[Python-3000] Two proposals for a new list-like type: one modest, one radical

Wed Apr 25 08:04:27 CEST 2007

[Daniel Stutzbach]
> As a pet project, I've written a container type that looks, acts, and
> quacks like a Python list(), but has better asymptotic performance.
> Specifically, O(log n) time for inserts and deletes in the middle of
> the list.  I'd like to offer it for inclusion in the collections
> module.

In principle, I think this new container would be a fine addition to the collections module.  That is a perfect place for alternate 
implementations of standard types. By matching the list-api, you've reduced the learning curve to near zero while still offering 
intermediate-level users an alternative data structure with different performance trade-offs.

In practice, the code for BList is somewhat complex, and its desirability and performance in actual applications is unproven. 
Fortunately, Py2.6 is still a long way off. My recommendation is that you release it right away as a third-party module and let the 
hordes of Pythonistas test it in battle. With the code base thoroughly exercised and some positive user feedback, it would be hard 
to say no to this going into Py2.6.

> I'm open to suggestions for a better name.

I'm hoping for a better name too.   Hope you enjoy the impending naming debate --  very few people will read your code, more than a 
few will read the proposal, but *everyone* will have an opinion on the name ;-)   Perhaps start-off with something romantic and 
enigmatic like "treelist" ;-)

> - just as fast as a Python list() when the list is small
> - getslice runs in O(log n) time
> - making a shallow copy runs in O(1) time
> - setslice runs in O(log n + log k) time if the inserted slice is a
> BList of length k
> - multipling a BList by k takes O(log k) time and O(log k) memory

How does BList's memory consumption compare with the current list over-allocation scheme?

Does it take longer to instantiate an emtpy list?  What are the malloc/free patterns?

________________________________________

- [Task set]
A. Answer these three questions about the BList post:
(i) According to the quoted feature list, in what time does getslice run?
(ii) Which Python version does the reply describe as still a long way off?
(iii) What name does the reply jokingly suggest starting off with?
B. Could you edit the entries from the line with "target: dense vegetation" through the end of the entries, replacing "whole pixels" with "integer pixels" and leaving everything else unchanged?

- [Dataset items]
________________________________________

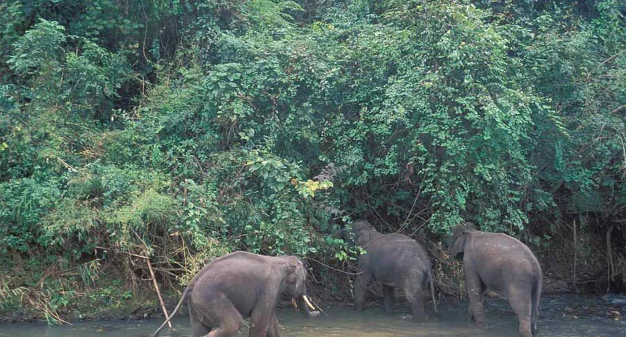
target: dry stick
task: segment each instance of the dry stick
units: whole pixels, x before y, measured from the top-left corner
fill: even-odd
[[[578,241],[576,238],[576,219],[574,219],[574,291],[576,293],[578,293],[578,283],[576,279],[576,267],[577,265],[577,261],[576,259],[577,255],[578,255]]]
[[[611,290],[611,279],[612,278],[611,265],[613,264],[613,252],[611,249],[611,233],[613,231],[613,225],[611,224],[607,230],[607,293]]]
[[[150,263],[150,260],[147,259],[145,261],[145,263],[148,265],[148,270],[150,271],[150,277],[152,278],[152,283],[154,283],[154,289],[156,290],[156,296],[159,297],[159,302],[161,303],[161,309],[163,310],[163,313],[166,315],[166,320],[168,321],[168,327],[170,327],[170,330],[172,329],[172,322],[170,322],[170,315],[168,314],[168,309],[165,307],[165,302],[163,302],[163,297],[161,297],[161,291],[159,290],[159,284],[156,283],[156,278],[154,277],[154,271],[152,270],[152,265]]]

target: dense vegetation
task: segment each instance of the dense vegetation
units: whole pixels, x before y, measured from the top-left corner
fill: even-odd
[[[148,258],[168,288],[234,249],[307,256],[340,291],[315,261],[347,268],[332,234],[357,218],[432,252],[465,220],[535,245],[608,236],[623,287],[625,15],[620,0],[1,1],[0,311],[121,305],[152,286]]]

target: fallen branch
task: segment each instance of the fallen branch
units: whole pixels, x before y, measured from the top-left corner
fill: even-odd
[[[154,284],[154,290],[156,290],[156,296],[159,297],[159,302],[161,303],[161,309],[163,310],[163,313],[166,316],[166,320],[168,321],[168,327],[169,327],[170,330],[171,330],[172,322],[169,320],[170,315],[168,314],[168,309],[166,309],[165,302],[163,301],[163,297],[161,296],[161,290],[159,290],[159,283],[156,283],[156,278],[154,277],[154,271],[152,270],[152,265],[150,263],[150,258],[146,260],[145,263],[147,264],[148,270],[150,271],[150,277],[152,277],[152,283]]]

________________________________________

- [Solutions per task]
A.
(i) O(log n) time.
(ii) Py2.6.
(iii) "treelist".

B.
target: dense vegetation
task: segment each instance of the dense vegetation
units: integer pixels, x before y, measured from the top-left corner
fill: even-odd
[[[148,258],[168,288],[234,249],[307,256],[340,291],[315,261],[347,268],[332,234],[357,218],[432,252],[465,220],[535,245],[608,236],[623,287],[625,15],[620,0],[1,1],[0,311],[121,305],[152,286]]]

target: fallen branch
task: segment each instance of the fallen branch
units: integer pixels, x before y, measured from the top-left corner
fill: even-odd
[[[154,284],[154,290],[156,290],[156,296],[159,297],[159,302],[161,303],[161,309],[163,310],[163,313],[166,316],[166,320],[168,321],[168,327],[169,327],[170,330],[171,330],[172,322],[169,320],[170,315],[168,314],[168,309],[166,309],[165,302],[163,301],[163,297],[161,296],[161,290],[159,290],[159,283],[156,283],[156,278],[154,277],[154,271],[152,270],[152,265],[150,263],[150,258],[146,260],[145,263],[147,264],[148,270],[150,271],[150,277],[152,277],[152,283]]]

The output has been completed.